RECORDS SUPPLIED:
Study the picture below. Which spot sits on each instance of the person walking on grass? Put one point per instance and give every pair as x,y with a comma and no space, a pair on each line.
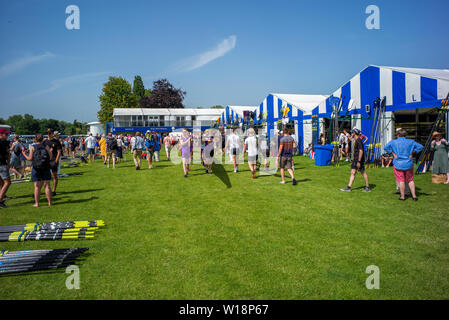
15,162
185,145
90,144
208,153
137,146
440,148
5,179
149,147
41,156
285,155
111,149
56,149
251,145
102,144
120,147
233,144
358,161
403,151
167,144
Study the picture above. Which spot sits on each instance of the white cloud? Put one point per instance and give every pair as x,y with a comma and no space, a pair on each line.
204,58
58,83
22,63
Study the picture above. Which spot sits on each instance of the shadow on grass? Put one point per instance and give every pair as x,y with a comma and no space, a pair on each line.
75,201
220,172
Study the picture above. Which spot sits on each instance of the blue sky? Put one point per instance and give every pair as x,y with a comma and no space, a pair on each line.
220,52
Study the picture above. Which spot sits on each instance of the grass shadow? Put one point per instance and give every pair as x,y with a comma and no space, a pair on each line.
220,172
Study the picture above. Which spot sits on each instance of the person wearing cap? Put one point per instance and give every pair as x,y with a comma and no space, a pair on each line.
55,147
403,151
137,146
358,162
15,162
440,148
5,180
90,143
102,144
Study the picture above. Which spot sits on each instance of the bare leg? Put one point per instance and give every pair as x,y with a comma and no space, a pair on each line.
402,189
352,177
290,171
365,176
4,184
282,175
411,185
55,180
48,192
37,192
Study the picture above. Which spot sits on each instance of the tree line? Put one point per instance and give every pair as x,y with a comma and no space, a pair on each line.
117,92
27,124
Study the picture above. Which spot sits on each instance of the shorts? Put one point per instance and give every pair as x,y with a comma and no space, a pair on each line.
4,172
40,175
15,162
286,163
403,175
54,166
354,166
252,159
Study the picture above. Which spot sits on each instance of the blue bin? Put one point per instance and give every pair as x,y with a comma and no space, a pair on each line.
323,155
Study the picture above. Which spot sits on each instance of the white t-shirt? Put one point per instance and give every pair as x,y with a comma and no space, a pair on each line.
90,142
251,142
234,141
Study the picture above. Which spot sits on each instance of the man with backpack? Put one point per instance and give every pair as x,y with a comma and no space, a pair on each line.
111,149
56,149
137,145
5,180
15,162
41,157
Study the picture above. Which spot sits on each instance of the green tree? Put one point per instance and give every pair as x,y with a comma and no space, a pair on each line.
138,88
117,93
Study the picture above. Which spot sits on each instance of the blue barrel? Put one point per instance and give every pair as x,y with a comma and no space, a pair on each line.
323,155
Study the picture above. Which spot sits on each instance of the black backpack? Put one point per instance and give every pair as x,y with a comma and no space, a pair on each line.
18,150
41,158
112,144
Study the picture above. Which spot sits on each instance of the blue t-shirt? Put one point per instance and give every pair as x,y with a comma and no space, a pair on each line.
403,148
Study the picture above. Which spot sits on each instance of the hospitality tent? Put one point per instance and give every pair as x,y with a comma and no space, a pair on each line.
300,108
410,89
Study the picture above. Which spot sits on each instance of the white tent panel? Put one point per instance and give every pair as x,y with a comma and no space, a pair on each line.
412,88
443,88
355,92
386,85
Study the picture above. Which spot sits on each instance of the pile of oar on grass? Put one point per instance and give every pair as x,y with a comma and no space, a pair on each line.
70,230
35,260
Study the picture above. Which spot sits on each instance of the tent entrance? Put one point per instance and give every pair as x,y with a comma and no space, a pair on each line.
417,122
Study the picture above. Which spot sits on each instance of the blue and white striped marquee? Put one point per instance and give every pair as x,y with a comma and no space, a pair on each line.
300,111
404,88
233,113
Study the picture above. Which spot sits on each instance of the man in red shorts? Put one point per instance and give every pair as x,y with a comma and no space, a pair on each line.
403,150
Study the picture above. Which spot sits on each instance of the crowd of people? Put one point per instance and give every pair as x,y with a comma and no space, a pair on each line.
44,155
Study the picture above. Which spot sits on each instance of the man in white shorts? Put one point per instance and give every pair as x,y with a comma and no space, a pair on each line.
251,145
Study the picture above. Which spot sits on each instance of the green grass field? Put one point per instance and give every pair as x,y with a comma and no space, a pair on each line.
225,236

WHAT YOU WILL DO:
Output each line of the records exactly. Any picture is skipped.

ANSWER SECTION:
Study the picture below. Which spot sits on each instance of the person walking on grass? Put one point per instance and give every pair as x,y with a comma and no space, a pair on each line.
15,162
185,145
90,144
208,153
137,146
440,148
5,179
149,147
41,156
285,155
111,149
56,149
251,145
102,144
120,147
233,144
358,161
403,151
167,144
Study the picture above. Which spot sits on each instance of the white cloud? Put one point per instance and give every pair as x,y with a comma and no space, a pair on each line.
204,58
58,83
22,63
Study the picture above. Which spot sits on each instance of the shadow on grass? Put one point per instance and give every pair as x,y with a comma and no space, a pair on each line.
75,201
220,172
Study the picture above. Which spot sits on each instance of the blue sky? Put one point per instance and give every pair as x,y with a comma and no space, a pair on each line.
220,52
Study the picture above. Which spot sits on each instance of the grass shadow? Put one point per instance and give every pair as x,y with a comma and no space, a pair on each line.
220,172
Study the picture above. Which spot sits on each instance of the person wearing cap? Put one point per instance and give every pair as x,y with a comma and no space, a pair on each line.
55,147
403,151
137,146
358,162
15,162
440,148
5,180
90,143
102,144
Study the picture above. Which spot sits on each instance of the bare leg? Put one point per instance and give every pair as x,y with a comma and no space, a pair on each line.
402,189
352,177
290,171
365,176
4,184
282,175
411,185
55,180
48,192
37,192
Study the picture above. Which spot sits on each instance of the tree line? Put one point per instance and give every pair as x,y with a comma and no space, a pair on each line.
117,92
27,124
Study the picture above. Which spot sits on each instance of the shorts? Put one point per instance and give every pair as x,y with a comma and no space, a pair on each line.
4,172
40,175
15,162
286,163
403,175
54,166
354,166
252,159
Study the picture above. Which spot sits on each instance of the blue bin? Put one point per instance and give every pair as x,y with a comma and no space, a pair on each line.
323,155
Study the picture above. Which spot sits on each instance of the white t-shirt? Put one point per instance and give every pair as x,y with a comma and no space, a pair on each line.
90,142
251,142
234,141
Study the picture above. Which spot sits on each instance of the man with backpack? Put one point per instance and give every pair as x,y with a comma and no space, a pair on each line.
111,149
56,149
137,145
5,180
15,162
41,157
Study the picture above. Which spot sits on each instance of the green tree? Put one point per instance and give every pair as x,y with a comma and no space, a pair on each line.
138,88
117,93
Study the picture above. Which spot sits on each instance of the blue barrel? Put one point per instance and give every pair as x,y with a comma and no space, a pair on each line.
323,155
Study the picture above. Which spot sits on each instance of the black backpack? Put one point per instance and give every pair as x,y with a comma and no space, a pair on each line.
18,150
41,158
112,144
Study the picture above. Which spot sits on each instance of the blue t-shirt? Put one point per instance and give every pair as x,y with a comma and no space, a pair on each line.
403,148
Study the picture above. Which spot sits on each instance of the hospitality tent? Put one point per instance and give every pair as x,y with a comma and no space, a pair on each line.
300,108
410,89
Study the picture above. Which spot sits on each instance of the white tent panel? Put one point per instance and give every pair as x,y with a comma and no space, a pair on each line.
412,88
443,88
355,92
386,85
Study the picture above. Which spot sits on each instance of the pile of oar on grass? Put one point per instance and give every pair as x,y with a comma and no space, a pair on each line.
70,230
35,260
Study the picture above. Which spot sits on each instance of the tent entrance? Put one point per instance and give every pair as x,y with a comma and no space, a pair on each line.
417,122
Study the picture above. Which spot sits on each instance of the blue and white striped marquee? Put one point per instance and give every pair as x,y with a comma and no space, a pair on each line.
300,111
404,88
233,113
Study the picture above. Which spot sits on each instance of the man in red shorts? Put one point per instance and give every pair as x,y with a comma and no space, a pair on each line.
403,150
Study the picture above. Which spot sits on each instance of the crowd of people? Put one point per instance and give every pair as x,y with a comma and no space, a pair on each line.
44,155
Study the picture above. Which spot sits on each instance of the man in white shorts? Put one point per instance and give every pair as x,y with a comma and no space, a pair on each line.
251,145
Study the picture above. Which spot sits on each instance of the green grass field? Put one point per instance and give every pair as x,y with a comma and no space, a pair on each line.
225,236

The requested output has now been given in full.